> **DATASET**:
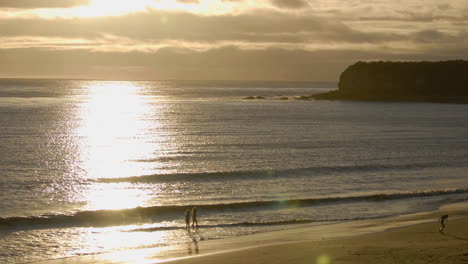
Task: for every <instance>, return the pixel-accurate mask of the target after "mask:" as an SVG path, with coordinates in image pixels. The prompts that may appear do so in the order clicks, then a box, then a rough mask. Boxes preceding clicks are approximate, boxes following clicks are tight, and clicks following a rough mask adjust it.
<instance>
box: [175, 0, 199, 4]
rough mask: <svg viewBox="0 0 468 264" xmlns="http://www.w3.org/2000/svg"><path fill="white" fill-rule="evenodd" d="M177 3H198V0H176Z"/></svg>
mask: <svg viewBox="0 0 468 264" xmlns="http://www.w3.org/2000/svg"><path fill="white" fill-rule="evenodd" d="M177 2H179V3H184V4H198V3H199V2H198V0H177Z"/></svg>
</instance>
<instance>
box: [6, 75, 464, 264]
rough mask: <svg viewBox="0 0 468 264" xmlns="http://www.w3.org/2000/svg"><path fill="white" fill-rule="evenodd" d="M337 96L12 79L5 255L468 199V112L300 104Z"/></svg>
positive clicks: (453, 108)
mask: <svg viewBox="0 0 468 264" xmlns="http://www.w3.org/2000/svg"><path fill="white" fill-rule="evenodd" d="M329 89H330V88H327V87H325V86H324V85H318V84H311V83H277V82H275V83H271V82H105V81H72V80H0V125H1V130H0V138H1V140H0V149H1V151H0V177H1V178H0V217H1V218H0V244H1V245H2V247H1V248H0V262H7V263H8V262H11V263H22V262H27V261H37V260H47V259H53V258H60V257H70V256H78V255H88V254H96V253H102V252H114V251H119V250H123V249H135V248H145V247H161V246H166V245H173V244H180V243H185V242H187V241H190V240H191V239H192V237H190V236H188V235H187V233H186V232H185V230H184V225H185V224H184V219H183V214H184V211H185V209H186V208H191V207H193V206H197V207H198V208H199V222H200V224H201V228H200V233H198V234H197V239H216V238H223V237H230V236H239V235H244V234H250V233H255V232H263V231H269V230H276V229H284V228H291V227H294V226H295V225H296V224H302V223H316V224H324V223H329V222H340V221H348V220H359V219H369V218H375V217H386V216H391V215H397V214H403V213H411V212H418V211H425V210H432V209H436V208H438V207H439V206H440V205H443V204H447V203H452V202H457V201H463V200H466V199H467V197H468V177H467V171H468V170H467V168H468V105H455V104H429V103H368V102H330V101H303V100H296V99H294V98H296V97H299V96H301V95H309V94H313V93H318V92H323V91H327V90H329ZM249 96H262V97H264V98H265V99H261V100H260V99H258V100H248V99H244V98H245V97H249ZM285 97H287V98H288V99H287V100H285Z"/></svg>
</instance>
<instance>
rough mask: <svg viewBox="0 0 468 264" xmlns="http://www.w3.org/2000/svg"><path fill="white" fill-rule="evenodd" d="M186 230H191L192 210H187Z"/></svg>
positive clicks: (186, 215) (186, 216)
mask: <svg viewBox="0 0 468 264" xmlns="http://www.w3.org/2000/svg"><path fill="white" fill-rule="evenodd" d="M185 229H187V230H189V229H190V210H189V209H187V210H185Z"/></svg>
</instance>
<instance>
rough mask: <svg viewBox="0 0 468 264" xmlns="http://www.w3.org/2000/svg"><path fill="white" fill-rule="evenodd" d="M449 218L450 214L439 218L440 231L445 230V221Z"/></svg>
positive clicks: (444, 215)
mask: <svg viewBox="0 0 468 264" xmlns="http://www.w3.org/2000/svg"><path fill="white" fill-rule="evenodd" d="M445 220H447V221H448V215H443V216H441V217H440V218H439V221H440V228H439V232H441V233H443V232H444V228H445V224H444V221H445Z"/></svg>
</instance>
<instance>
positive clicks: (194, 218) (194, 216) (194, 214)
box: [192, 207, 198, 228]
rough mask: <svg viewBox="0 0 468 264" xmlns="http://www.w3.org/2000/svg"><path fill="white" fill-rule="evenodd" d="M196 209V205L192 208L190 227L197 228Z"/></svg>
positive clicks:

> **PROBLEM TO WORK ON**: Everything from the opening line of the data through the line with "96L12 79L5 255L468" should be repeated exactly; leave the pictures out.

> **FINAL ANSWER**:
Task: for every <instance>, return the pixel-accurate mask of the target after "mask:" as an SVG path, with coordinates in image pixels. The prompts that may appear do so in the order clicks, then a box, then a rough mask. Boxes preceding clicks are approximate, boxes following clicks are tight, and clicks following a rough mask adjust it.
<instance>
box: [175, 0, 199, 4]
rough mask: <svg viewBox="0 0 468 264" xmlns="http://www.w3.org/2000/svg"><path fill="white" fill-rule="evenodd" d="M177 3H198V0H176Z"/></svg>
mask: <svg viewBox="0 0 468 264" xmlns="http://www.w3.org/2000/svg"><path fill="white" fill-rule="evenodd" d="M177 2H179V3H184V4H198V3H199V2H198V0H177Z"/></svg>
</instance>
<instance>
box: [6, 75, 464, 264]
rough mask: <svg viewBox="0 0 468 264" xmlns="http://www.w3.org/2000/svg"><path fill="white" fill-rule="evenodd" d="M337 96L12 79L5 255L468 199V112L300 104Z"/></svg>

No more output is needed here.